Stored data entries
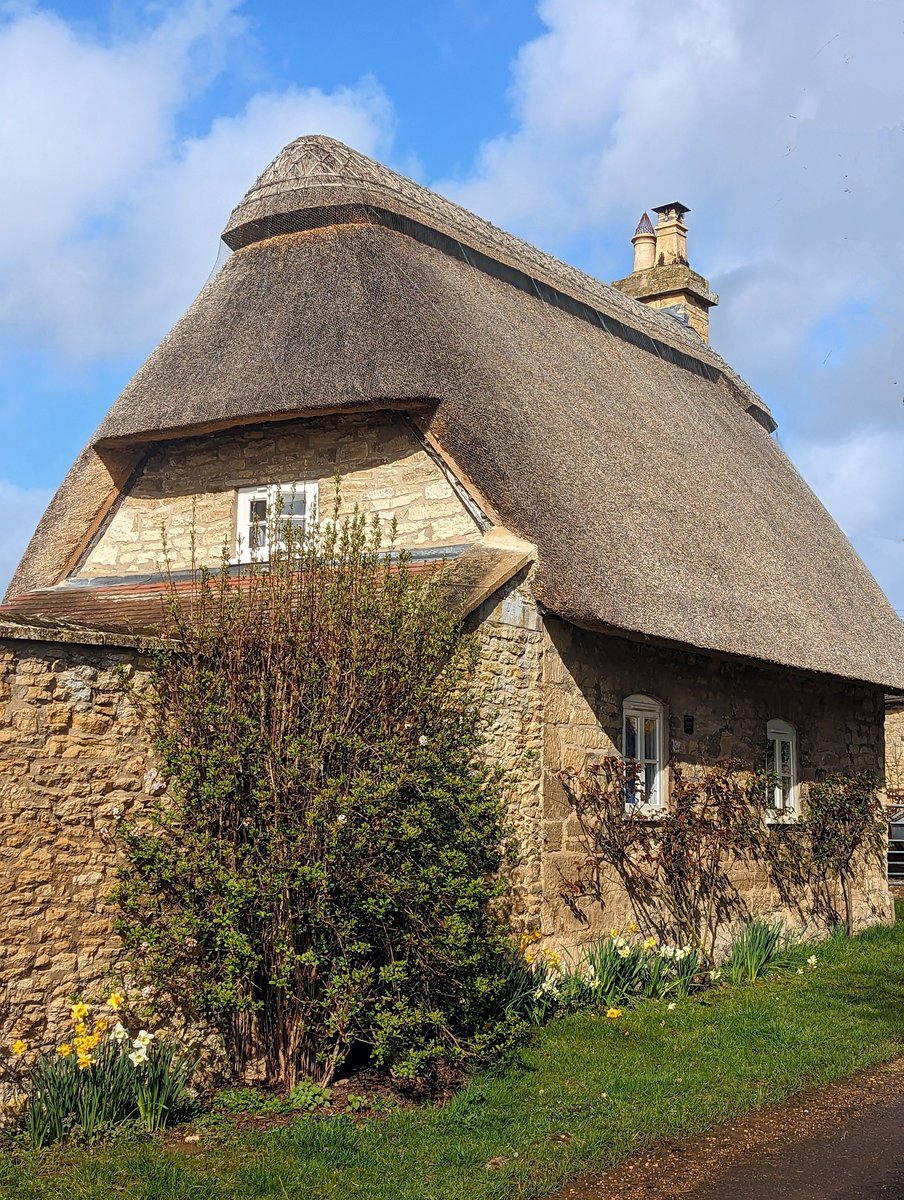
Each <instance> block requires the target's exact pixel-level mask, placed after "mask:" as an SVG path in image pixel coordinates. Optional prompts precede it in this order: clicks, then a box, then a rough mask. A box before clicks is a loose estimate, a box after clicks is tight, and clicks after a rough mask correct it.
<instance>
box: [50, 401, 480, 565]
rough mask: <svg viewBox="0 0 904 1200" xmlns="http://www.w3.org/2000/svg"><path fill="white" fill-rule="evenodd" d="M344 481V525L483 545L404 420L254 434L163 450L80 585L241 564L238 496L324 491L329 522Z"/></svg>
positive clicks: (418, 536) (345, 419) (255, 431)
mask: <svg viewBox="0 0 904 1200" xmlns="http://www.w3.org/2000/svg"><path fill="white" fill-rule="evenodd" d="M336 476H339V478H340V480H341V496H342V510H341V511H342V514H343V515H345V514H347V512H351V511H352V509H353V508H354V506H355V505H358V506H359V508H360V509H361V510H363V511H364V512H366V514H367V515H377V516H378V517H379V518H381V522H382V524H383V527H384V529H385V530H387V532H388V529H389V524H390V522H391V521H393V518H395V520H396V522H397V527H399V544H400V545H401V546H405V547H408V548H417V547H418V546H451V545H460V544H463V542H472V541H474V540H477V538H479V536H480V529H479V528H478V526H477V524H475V522H474V520H473V518H472V517H471V515H469V514H468V511H467V510H466V508H465V506H463V505H462V503H461V500H460V499H459V498H457V496H456V494H455V492H454V490H453V487H451V485H450V484H449V481H448V479H447V478H445V475H444V474H443V472H442V470H441V468H439V467H438V466H437V463H436V462H435V461H433V460H432V458H431V457H430V455H427V452H426V451H425V450H424V448H423V445H421V444H420V443H419V442H418V439H417V437H415V434H414V432H413V430H412V427H411V426H409V425H408V424H407V422H406V421H405V419H403V418H402V416H400V415H399V414H397V413H373V414H371V413H364V414H354V415H343V416H324V418H316V419H310V420H295V421H280V422H271V424H264V425H257V426H246V427H243V428H241V430H238V431H237V430H232V431H227V432H223V433H215V434H205V436H204V437H198V438H188V439H181V440H179V442H167V443H162V444H160V445H158V446H157V448H155V449H154V450H152V451H151V452H150V454H149V456H148V458H146V460H145V462H144V464H143V467H142V468H140V470H139V473H138V475H137V478H134V479H133V480H132V481H131V484H130V485H128V486H127V488H126V490H125V493H124V496H122V497H121V498H120V500H119V502H118V503H116V504H115V505H114V508H113V510H112V512H110V515H109V517H108V518H107V521H106V522H104V524H103V526H102V528H101V530H100V533H98V535H97V536H96V538H95V539H94V542H92V545H91V546H90V547H89V550H88V552H86V553H85V554H84V556H83V558H82V560H80V563H79V564H78V565H77V568H76V571H74V572H73V574H74V575H76V576H78V577H83V578H90V577H97V576H110V575H128V574H148V572H155V571H160V570H161V569H162V566H163V548H164V538H166V544H167V548H168V554H169V562H170V566H172V569H173V570H182V569H186V568H188V566H190V565H191V538H192V533H193V535H194V542H196V553H197V558H198V562H199V563H206V564H208V565H217V564H218V563H220V562H221V558H222V553H223V547H226V550H227V554H228V557H232V556H233V554H234V553H235V523H237V490H238V488H239V487H247V486H253V485H263V484H277V482H279V484H292V482H317V484H318V485H319V503H321V510H322V511H323V512H328V511H331V509H333V500H334V492H335V480H336Z"/></svg>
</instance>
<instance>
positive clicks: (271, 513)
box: [235, 482, 317, 563]
mask: <svg viewBox="0 0 904 1200" xmlns="http://www.w3.org/2000/svg"><path fill="white" fill-rule="evenodd" d="M277 512H279V520H280V526H291V527H294V528H301V529H304V527H305V523H306V522H307V521H311V520H316V515H317V484H301V482H295V484H261V485H258V486H256V487H240V488H239V504H238V521H237V529H235V562H237V563H265V562H267V560H268V559H269V557H270V547H269V546H268V538H270V536H271V534H273V522H274V521H275V520H276V515H277Z"/></svg>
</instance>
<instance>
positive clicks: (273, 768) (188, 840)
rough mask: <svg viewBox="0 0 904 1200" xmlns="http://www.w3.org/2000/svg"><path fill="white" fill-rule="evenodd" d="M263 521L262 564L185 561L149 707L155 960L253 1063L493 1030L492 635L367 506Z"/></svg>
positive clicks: (473, 1043) (381, 1056)
mask: <svg viewBox="0 0 904 1200" xmlns="http://www.w3.org/2000/svg"><path fill="white" fill-rule="evenodd" d="M274 522H275V523H274V526H273V528H271V529H270V530H269V538H268V540H269V544H270V545H271V547H273V550H271V553H270V559H269V563H265V564H251V565H250V566H247V569H245V570H244V571H243V574H241V576H240V577H238V578H237V577H234V576H233V575H231V572H229V570H228V569H227V568H224V569H223V570H222V571H221V572H220V574H218V575H210V574H208V572H206V571H204V570H200V571H197V572H194V575H193V578H192V581H191V583H190V584H187V586H186V584H180V583H179V582H176V581H170V586H169V602H168V618H167V628H166V630H164V632H166V638H164V641H163V642H162V644H161V646H160V647H158V648H157V649H156V650H155V652H154V655H152V677H151V708H152V720H154V731H155V746H156V754H157V756H158V761H160V770H161V774H162V775H163V778H164V779H166V781H167V784H168V788H167V792H166V794H164V796H163V797H162V798H161V800H160V803H158V804H157V805H156V808H155V810H154V811H152V812H151V814H150V815H144V816H143V817H142V818H140V820H139V821H137V822H134V823H132V824H131V826H128V827H127V828H126V830H125V834H124V851H125V862H124V865H122V868H121V871H120V883H119V886H118V888H116V892H115V901H116V905H118V907H119V920H118V930H119V932H120V935H121V936H122V938H124V942H125V946H126V948H127V950H128V952H130V955H131V962H132V967H133V971H134V972H136V973H137V976H138V977H139V979H140V980H142V982H144V983H146V984H150V985H151V986H154V988H156V989H157V990H166V991H167V992H168V994H169V995H170V996H174V997H176V998H178V1002H179V1004H180V1007H181V1008H182V1009H185V1010H188V1012H193V1013H197V1014H198V1015H199V1016H202V1018H204V1019H205V1020H206V1021H210V1022H212V1024H214V1025H215V1026H217V1027H218V1028H220V1031H221V1032H222V1034H223V1037H224V1039H226V1044H227V1046H228V1049H229V1051H231V1055H232V1060H233V1064H234V1069H235V1073H237V1074H243V1075H245V1076H246V1078H259V1079H264V1080H267V1081H268V1082H270V1084H277V1085H285V1086H292V1085H293V1084H294V1081H295V1080H297V1079H300V1078H305V1076H312V1078H315V1079H317V1080H319V1081H321V1082H324V1084H325V1082H328V1081H329V1080H330V1079H331V1078H333V1076H334V1074H335V1073H336V1070H337V1069H339V1068H340V1066H341V1064H342V1063H343V1061H345V1060H346V1058H347V1056H348V1055H349V1052H351V1051H352V1050H353V1049H355V1048H358V1050H366V1051H367V1052H369V1054H370V1055H371V1056H372V1058H373V1061H376V1063H377V1064H379V1066H382V1067H387V1068H391V1069H393V1070H394V1072H395V1073H397V1074H408V1075H413V1074H420V1073H423V1072H425V1070H429V1069H430V1068H431V1067H432V1066H433V1064H436V1063H437V1062H438V1061H439V1060H447V1061H448V1060H450V1058H451V1060H466V1058H474V1057H480V1056H485V1055H489V1054H492V1052H495V1051H496V1050H497V1049H498V1048H499V1046H501V1045H503V1044H505V1043H507V1040H508V1039H509V1038H510V1037H511V1036H513V1034H514V1030H515V1026H514V1025H513V1022H511V1021H510V1020H508V1019H507V1018H505V1016H504V1009H505V995H504V990H505V985H507V984H505V980H507V971H505V966H504V960H505V955H507V953H508V944H509V941H508V930H507V926H505V925H504V923H503V920H502V917H501V916H499V913H498V912H497V905H496V904H495V901H496V900H497V898H498V896H499V894H501V892H502V890H503V882H502V876H501V868H502V866H503V862H504V850H503V846H504V844H505V828H504V818H503V812H504V799H505V787H507V780H505V778H504V775H503V774H502V773H501V772H498V770H496V769H493V768H492V767H490V766H487V764H486V762H485V761H484V760H483V758H481V756H480V752H479V751H480V748H481V744H483V742H484V734H485V720H486V719H485V715H484V714H485V706H484V704H483V703H481V696H480V694H479V690H478V684H477V676H475V666H477V647H475V643H474V641H473V640H471V638H469V637H467V636H462V634H461V630H460V628H459V622H457V619H456V616H455V614H454V613H451V612H450V611H449V608H448V605H447V602H445V600H444V596H443V594H442V590H441V588H439V587H438V584H437V581H436V577H435V576H433V575H431V574H430V572H424V571H418V570H415V569H414V568H413V565H412V563H411V562H409V560H408V558H407V557H406V556H405V554H394V553H390V551H391V548H393V547H391V546H389V547H387V546H384V545H383V544H382V541H381V535H379V530H378V527H377V526H367V524H366V523H365V521H364V518H363V517H361V516H360V515H355V516H354V517H352V518H349V520H347V521H345V522H340V521H339V520H337V517H336V516H335V514H334V520H333V521H325V522H323V523H322V524H317V523H309V524H307V526H306V527H305V528H301V529H298V528H282V526H281V522H280V520H279V515H276V517H275V518H274Z"/></svg>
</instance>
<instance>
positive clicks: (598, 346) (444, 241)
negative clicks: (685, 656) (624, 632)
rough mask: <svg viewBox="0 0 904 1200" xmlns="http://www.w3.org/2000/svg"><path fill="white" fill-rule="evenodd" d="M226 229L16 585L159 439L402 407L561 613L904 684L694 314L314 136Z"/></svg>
mask: <svg viewBox="0 0 904 1200" xmlns="http://www.w3.org/2000/svg"><path fill="white" fill-rule="evenodd" d="M223 238H224V240H226V242H227V244H228V245H229V247H231V248H232V250H233V251H234V253H233V254H232V256H231V257H229V258H228V259H227V262H226V263H224V265H223V266H222V269H221V270H220V271H218V274H216V275H215V276H214V277H212V278H211V280H210V281H209V283H208V284H206V287H205V288H204V289H203V292H202V293H200V295H199V296H198V299H197V300H196V301H194V304H193V305H192V306H191V308H190V310H188V311H187V312H186V314H185V316H184V317H182V318H181V320H180V322H179V323H178V324H176V326H175V328H174V329H173V330H172V332H170V334H169V335H168V336H167V337H166V338H164V340H163V342H162V343H161V344H160V346H158V347H157V349H156V350H155V352H154V353H152V354H151V355H150V358H149V359H148V361H146V362H145V364H144V366H143V367H142V368H140V370H139V372H138V373H137V374H136V377H134V378H133V379H132V382H131V383H130V384H128V385H127V388H126V389H125V391H124V392H122V395H121V396H120V397H119V400H118V401H116V403H115V404H114V406H113V408H112V409H110V412H109V414H108V416H107V418H106V419H104V421H103V422H102V425H101V427H100V430H98V431H97V433H96V434H95V437H94V438H92V440H91V443H90V445H89V446H88V448H86V450H85V451H84V452H83V455H82V456H80V457H79V460H78V461H77V463H76V466H74V467H73V469H72V472H71V473H70V475H68V476H67V479H66V480H65V482H64V484H62V486H61V488H60V492H59V493H58V496H56V498H55V499H54V500H53V503H52V504H50V508H49V509H48V512H47V514H46V516H44V518H43V520H42V522H41V526H40V527H38V530H37V533H36V535H35V539H34V540H32V544H31V546H30V547H29V550H28V552H26V554H25V558H24V559H23V563H22V564H20V568H19V571H18V572H17V576H16V578H14V580H13V584H12V586H11V589H10V595H18V594H22V593H24V592H28V590H30V589H34V588H42V587H43V588H46V587H48V586H52V584H54V583H56V582H58V581H59V578H60V571H61V564H65V563H66V562H67V560H70V559H71V557H72V552H73V550H77V548H78V547H82V546H83V545H84V544H85V541H86V539H88V536H90V533H91V532H92V529H94V528H96V526H97V522H98V521H100V520H101V517H102V515H103V512H104V511H106V509H107V508H108V506H109V502H110V494H115V491H116V490H118V488H119V487H121V486H122V482H124V480H125V479H126V478H127V476H128V473H130V470H131V469H132V468H133V466H134V463H136V462H137V461H138V458H139V456H140V454H142V452H143V450H144V449H145V448H146V446H148V445H149V444H152V443H155V442H157V440H160V439H162V438H179V437H182V436H187V434H192V436H193V434H197V433H198V432H199V431H203V430H212V428H223V427H228V426H235V425H243V424H249V422H256V421H261V420H267V419H276V418H281V419H286V418H288V416H304V415H313V414H318V413H324V412H342V410H353V409H357V410H360V409H363V408H403V409H408V410H411V412H412V413H413V414H414V418H415V420H417V421H418V424H420V425H421V427H423V428H424V430H425V431H426V432H427V433H429V436H430V437H431V438H432V439H433V442H435V443H436V444H437V446H438V448H439V449H441V450H442V452H443V454H444V455H445V456H447V457H448V458H449V460H450V461H451V462H453V463H454V464H455V467H456V469H457V470H459V473H460V474H461V476H462V478H463V480H465V481H466V482H468V484H469V485H471V486H472V487H473V488H474V492H475V493H477V494H478V496H480V497H481V498H483V499H484V500H485V502H486V504H487V508H489V509H490V511H491V514H492V515H493V516H495V517H496V520H498V521H499V522H501V523H503V524H504V526H507V527H508V528H510V529H511V530H514V532H515V533H516V534H517V535H519V536H521V538H523V539H526V540H528V541H531V542H534V544H535V545H537V547H538V566H537V574H535V578H534V583H533V586H534V592H535V594H537V596H538V599H539V600H540V602H541V604H543V605H545V606H546V607H547V608H549V610H551V611H552V612H555V613H557V614H558V616H561V617H563V618H564V619H567V620H570V622H573V623H575V624H579V625H585V626H588V628H594V629H603V630H612V631H624V632H628V634H633V635H636V636H641V637H645V638H655V640H663V641H665V642H671V643H683V644H689V646H694V647H699V648H701V649H708V650H717V652H724V653H728V654H731V655H740V656H743V658H746V659H754V660H761V661H767V662H774V664H779V665H784V666H791V667H798V668H803V670H809V671H816V672H824V673H828V674H833V676H840V677H845V678H854V679H860V680H864V682H869V683H876V684H881V685H885V686H887V688H890V689H902V690H904V631H903V630H904V626H902V622H900V620H899V619H898V618H897V616H896V614H894V612H893V610H892V608H891V606H890V604H888V601H887V600H886V599H885V596H884V595H882V593H881V592H880V589H879V587H878V586H876V583H875V582H874V580H873V578H872V576H870V575H869V572H868V571H867V569H866V568H864V566H863V564H862V563H861V560H860V558H858V557H857V556H856V553H855V552H854V550H852V548H851V546H850V545H849V542H848V541H846V539H845V538H844V535H843V534H842V533H840V530H839V529H838V527H837V526H836V524H834V522H833V521H832V518H831V517H830V516H828V514H827V512H826V510H825V509H824V508H822V505H821V504H820V503H819V500H816V498H815V496H814V494H813V493H812V492H810V491H809V488H808V487H807V485H806V484H804V482H803V480H802V479H801V476H800V475H798V474H797V472H796V470H795V468H794V467H792V466H791V463H790V462H789V461H788V458H786V457H785V455H784V454H783V452H782V450H780V449H779V448H778V446H777V445H776V443H774V442H773V439H772V437H771V431H772V430H774V422H773V421H772V418H771V416H770V414H768V410H767V409H766V407H765V406H764V404H762V402H761V401H760V400H759V398H758V397H756V395H755V394H754V392H753V391H752V390H750V389H749V388H748V386H747V384H744V383H743V382H742V380H741V379H740V378H738V377H737V376H736V374H735V373H734V372H732V371H731V370H730V368H729V367H728V366H726V364H725V362H724V361H723V360H722V359H720V358H719V355H718V354H716V353H714V352H713V350H712V349H711V348H710V347H708V346H705V344H704V343H702V342H701V341H700V338H699V337H698V336H696V335H695V334H694V332H693V331H692V330H689V329H687V328H684V326H683V325H681V324H680V323H678V322H676V320H673V319H672V318H670V317H669V316H660V314H658V313H655V312H653V311H651V310H649V308H647V307H645V306H643V305H642V304H640V302H637V301H635V300H631V299H630V298H628V296H624V295H622V294H621V293H618V292H617V290H615V289H613V288H610V287H606V286H605V284H603V283H600V282H598V281H597V280H593V278H591V277H588V276H586V275H583V274H581V272H580V271H577V270H575V269H574V268H570V266H568V265H565V264H563V263H559V262H557V260H556V259H553V258H551V257H549V256H547V254H544V253H541V252H540V251H538V250H535V248H534V247H532V246H528V245H526V244H525V242H522V241H520V240H519V239H516V238H514V236H511V235H510V234H507V233H503V232H502V230H499V229H497V228H496V227H493V226H491V224H489V223H487V222H485V221H481V220H480V218H478V217H475V216H473V215H472V214H469V212H467V211H466V210H463V209H461V208H459V206H457V205H455V204H451V203H450V202H449V200H445V199H443V198H442V197H439V196H436V194H433V193H432V192H429V191H427V190H426V188H423V187H420V186H419V185H417V184H414V182H412V181H411V180H407V179H403V178H402V176H400V175H396V174H395V173H394V172H390V170H388V169H387V168H385V167H382V166H381V164H379V163H376V162H373V161H372V160H370V158H366V157H365V156H363V155H359V154H357V152H355V151H353V150H351V149H349V148H347V146H343V145H342V144H341V143H337V142H334V140H331V139H329V138H323V137H309V138H300V139H299V140H297V142H294V143H292V144H291V145H289V146H287V148H286V149H285V150H283V151H282V152H281V154H280V155H279V157H277V158H276V160H275V161H274V163H271V166H270V167H269V168H268V169H267V170H265V172H264V174H263V175H262V176H261V178H259V179H258V181H257V182H256V184H255V186H253V187H252V188H251V190H250V192H249V193H247V196H246V197H245V198H244V199H243V202H241V203H240V204H239V205H238V208H237V209H235V210H234V211H233V214H232V217H231V218H229V223H228V226H227V229H226V232H224V234H223Z"/></svg>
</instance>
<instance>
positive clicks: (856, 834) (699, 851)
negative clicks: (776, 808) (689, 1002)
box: [561, 756, 886, 962]
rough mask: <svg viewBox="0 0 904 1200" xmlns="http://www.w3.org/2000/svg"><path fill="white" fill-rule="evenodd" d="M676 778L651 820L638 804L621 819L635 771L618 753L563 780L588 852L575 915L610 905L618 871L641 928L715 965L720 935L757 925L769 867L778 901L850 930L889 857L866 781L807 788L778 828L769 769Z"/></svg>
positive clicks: (871, 794)
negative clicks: (872, 886)
mask: <svg viewBox="0 0 904 1200" xmlns="http://www.w3.org/2000/svg"><path fill="white" fill-rule="evenodd" d="M670 775H671V788H670V796H669V803H667V806H666V808H665V809H663V811H661V812H660V814H658V815H657V820H649V818H648V816H647V815H645V814H642V812H640V811H639V810H637V808H636V806H635V809H634V810H631V811H630V812H625V796H628V794H634V793H635V792H636V787H637V764H636V763H634V762H631V761H624V760H622V758H619V757H616V756H610V757H606V758H604V760H601V761H599V762H595V763H592V764H591V766H589V767H588V768H587V769H586V770H583V772H582V773H580V774H579V773H575V772H564V773H562V776H561V778H562V782H563V785H564V788H565V793H567V796H568V799H569V802H570V804H571V808H573V810H574V814H575V816H576V818H577V824H579V827H580V838H581V842H582V848H583V851H585V853H583V856H582V857H581V858H580V859H579V860H577V865H576V874H575V877H574V878H570V880H565V881H564V884H565V887H564V889H563V893H562V895H563V899H565V901H567V902H568V904H569V905H570V906H571V907H573V908H574V910H575V912H576V913H580V914H581V916H582V914H583V913H582V910H581V906H582V905H583V904H586V902H591V904H594V905H597V906H598V907H599V908H603V907H604V906H605V904H606V895H607V889H609V888H610V887H611V875H612V872H615V875H616V876H617V878H618V881H619V883H621V884H622V886H623V888H624V890H625V893H627V895H628V899H629V900H630V904H631V906H633V908H634V912H635V913H636V916H637V920H639V923H640V924H641V925H642V926H643V928H645V929H648V930H653V931H655V934H657V935H658V937H659V938H660V940H666V938H676V940H677V941H680V942H682V943H688V944H692V946H694V947H696V948H698V949H699V950H700V954H701V958H702V959H704V960H705V961H708V962H713V961H714V958H716V954H717V947H718V944H719V943H720V941H722V937H723V936H724V931H725V930H726V929H730V928H732V926H735V925H737V923H738V922H742V920H744V919H746V918H747V917H749V911H748V906H747V898H746V889H744V883H743V881H744V878H746V877H747V875H748V874H749V871H750V869H752V868H765V869H766V871H767V872H768V878H770V882H771V883H772V886H773V887H774V889H776V894H777V899H778V900H779V901H780V902H782V904H783V905H786V906H789V907H791V906H792V907H795V908H796V910H797V911H798V912H800V913H801V916H802V918H803V919H804V922H808V920H809V919H812V918H816V919H818V920H820V923H822V924H825V925H828V926H830V928H832V926H834V925H836V924H839V923H842V922H843V923H844V925H845V928H846V930H848V932H849V934H850V932H852V931H854V901H852V886H854V880H855V878H856V877H857V875H858V874H861V872H863V871H864V869H868V868H870V866H874V865H875V864H876V863H879V862H880V860H881V856H882V852H884V844H885V839H886V828H885V824H884V818H882V805H881V802H880V798H879V793H878V791H876V786H875V781H874V780H873V779H872V778H870V776H869V775H866V774H858V775H838V774H836V775H827V776H824V778H822V779H820V780H815V781H810V782H808V784H807V794H806V800H804V803H803V805H802V812H800V814H798V815H797V816H796V818H795V820H792V821H788V820H776V818H777V817H778V816H780V815H779V814H777V812H776V809H774V808H773V804H772V800H773V797H774V792H776V780H774V776H772V775H770V774H768V773H767V772H764V770H752V769H749V767H746V766H744V764H742V763H741V762H737V761H726V762H720V763H716V764H713V766H700V767H689V766H683V767H682V766H680V764H677V763H672V764H671V770H670ZM838 893H840V905H839V904H838ZM839 908H842V910H843V912H839V911H838V910H839Z"/></svg>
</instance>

◆ **Work to be completed**
Scan the records above for the string "clicks", then select every line that holds it.

◆ **Solution for this exercise**
Each <instance> block requires the target's exact pixel-level mask, placed after "mask:" as an SVG path in image pixel coordinates. Optional prompts precede it in this order: clicks, then a box, then a rough mask. A box before clicks is a loose estimate, a box after clicks is tight, and clicks after a rough mask correct it.
positive clicks: (418, 536) (345, 419) (255, 431)
positive clicks: (271, 513)
positive clicks: (273, 768) (188, 840)
positive clicks: (473, 1043) (381, 1056)
positive clicks: (598, 346) (444, 241)
negative clicks: (685, 656) (624, 632)
positive clicks: (856, 834) (699, 851)
negative clicks: (776, 808) (689, 1002)
positive clicks: (871, 794)
negative clicks: (872, 886)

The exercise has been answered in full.